── Dataset records ──

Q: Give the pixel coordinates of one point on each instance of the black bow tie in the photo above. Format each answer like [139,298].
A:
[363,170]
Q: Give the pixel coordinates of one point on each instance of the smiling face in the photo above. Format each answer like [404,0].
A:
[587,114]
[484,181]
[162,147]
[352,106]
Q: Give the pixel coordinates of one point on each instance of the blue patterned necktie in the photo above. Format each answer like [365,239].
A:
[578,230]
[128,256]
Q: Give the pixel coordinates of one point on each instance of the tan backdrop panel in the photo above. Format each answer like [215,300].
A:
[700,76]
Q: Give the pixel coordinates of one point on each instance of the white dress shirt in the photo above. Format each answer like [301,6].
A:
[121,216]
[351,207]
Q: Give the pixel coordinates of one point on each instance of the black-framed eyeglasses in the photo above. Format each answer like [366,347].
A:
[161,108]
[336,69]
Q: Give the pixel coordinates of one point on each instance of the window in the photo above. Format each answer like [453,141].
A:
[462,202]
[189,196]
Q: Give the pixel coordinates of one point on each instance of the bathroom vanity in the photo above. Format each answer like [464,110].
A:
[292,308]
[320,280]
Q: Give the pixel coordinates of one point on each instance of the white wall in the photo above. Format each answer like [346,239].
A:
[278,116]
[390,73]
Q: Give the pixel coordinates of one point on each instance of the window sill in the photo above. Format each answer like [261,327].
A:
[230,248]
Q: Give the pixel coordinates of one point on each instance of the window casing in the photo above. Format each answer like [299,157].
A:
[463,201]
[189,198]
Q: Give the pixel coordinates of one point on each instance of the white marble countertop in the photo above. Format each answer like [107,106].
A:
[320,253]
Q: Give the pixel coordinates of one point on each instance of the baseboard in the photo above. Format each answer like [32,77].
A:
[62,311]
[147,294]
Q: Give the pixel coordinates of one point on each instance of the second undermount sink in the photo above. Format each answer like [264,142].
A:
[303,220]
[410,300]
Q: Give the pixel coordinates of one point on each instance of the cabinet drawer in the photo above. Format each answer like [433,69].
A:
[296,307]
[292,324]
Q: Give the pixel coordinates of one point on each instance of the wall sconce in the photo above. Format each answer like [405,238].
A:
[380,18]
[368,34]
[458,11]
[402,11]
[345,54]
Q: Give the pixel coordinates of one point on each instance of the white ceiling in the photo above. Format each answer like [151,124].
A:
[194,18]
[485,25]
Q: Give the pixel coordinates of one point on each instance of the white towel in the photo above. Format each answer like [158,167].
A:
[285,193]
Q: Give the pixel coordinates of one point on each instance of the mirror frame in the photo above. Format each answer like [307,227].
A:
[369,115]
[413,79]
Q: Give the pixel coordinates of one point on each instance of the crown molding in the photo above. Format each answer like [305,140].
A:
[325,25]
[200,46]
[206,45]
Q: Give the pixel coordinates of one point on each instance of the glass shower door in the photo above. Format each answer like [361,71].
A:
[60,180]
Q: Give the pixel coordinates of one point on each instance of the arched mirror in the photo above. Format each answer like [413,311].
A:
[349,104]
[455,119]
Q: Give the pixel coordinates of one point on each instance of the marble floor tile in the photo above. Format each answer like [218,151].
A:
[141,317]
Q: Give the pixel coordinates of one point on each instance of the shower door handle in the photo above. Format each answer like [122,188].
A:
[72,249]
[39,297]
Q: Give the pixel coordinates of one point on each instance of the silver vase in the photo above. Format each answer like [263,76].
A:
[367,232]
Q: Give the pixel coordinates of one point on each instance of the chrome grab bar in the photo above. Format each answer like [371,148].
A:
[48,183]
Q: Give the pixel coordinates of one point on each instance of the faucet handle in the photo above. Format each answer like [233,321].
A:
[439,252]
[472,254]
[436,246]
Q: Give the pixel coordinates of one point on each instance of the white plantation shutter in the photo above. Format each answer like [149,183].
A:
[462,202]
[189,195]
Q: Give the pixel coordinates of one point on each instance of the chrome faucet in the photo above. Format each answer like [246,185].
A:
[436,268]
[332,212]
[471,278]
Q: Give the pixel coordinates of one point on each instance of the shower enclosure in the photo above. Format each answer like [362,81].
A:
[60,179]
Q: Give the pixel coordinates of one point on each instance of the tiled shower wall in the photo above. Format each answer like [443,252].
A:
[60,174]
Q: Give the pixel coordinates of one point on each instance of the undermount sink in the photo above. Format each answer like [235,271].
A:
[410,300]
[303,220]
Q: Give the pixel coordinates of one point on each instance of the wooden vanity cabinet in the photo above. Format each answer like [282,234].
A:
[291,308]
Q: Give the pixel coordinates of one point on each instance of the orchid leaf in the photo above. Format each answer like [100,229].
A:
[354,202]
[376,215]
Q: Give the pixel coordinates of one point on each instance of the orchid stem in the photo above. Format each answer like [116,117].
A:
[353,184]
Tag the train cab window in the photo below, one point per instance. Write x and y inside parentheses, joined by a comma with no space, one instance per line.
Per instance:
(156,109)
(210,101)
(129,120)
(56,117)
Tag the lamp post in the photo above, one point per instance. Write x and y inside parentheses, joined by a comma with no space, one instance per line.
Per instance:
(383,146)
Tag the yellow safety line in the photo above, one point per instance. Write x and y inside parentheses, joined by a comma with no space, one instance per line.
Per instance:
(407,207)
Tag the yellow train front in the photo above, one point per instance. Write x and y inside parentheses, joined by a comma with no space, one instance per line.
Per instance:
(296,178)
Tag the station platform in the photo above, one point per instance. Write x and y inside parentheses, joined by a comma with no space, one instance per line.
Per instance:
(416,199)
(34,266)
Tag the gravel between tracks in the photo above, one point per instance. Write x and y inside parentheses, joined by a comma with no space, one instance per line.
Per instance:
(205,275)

───

▶ Activity
Reproduce each line of the material containing the word "white".

▶ Answer
Q: Give the pixel coordinates of one point on each instance of the white dress shirt in the photo above. Format each answer like [301,6].
Q: Give the pixel coordinates of one point on each instance of the white wall in the photo above. Format each answer like [346,239].
Q: Give the pixel coordinates of one point on each instance of the white marble countertop in the photo above. Format each answer like [107,106].
Q: Give the pixel coordinates of one point on each instance of the white ceiling in the photo above. Format each answer like [151,124].
Q: Give the pixel coordinates of one point on each instance of the white towel in the photo above. Format each answer like [158,167].
Q: Give the pixel coordinates of one point on each instance of the white plantation shutter in the photo above. Format each answer like [149,183].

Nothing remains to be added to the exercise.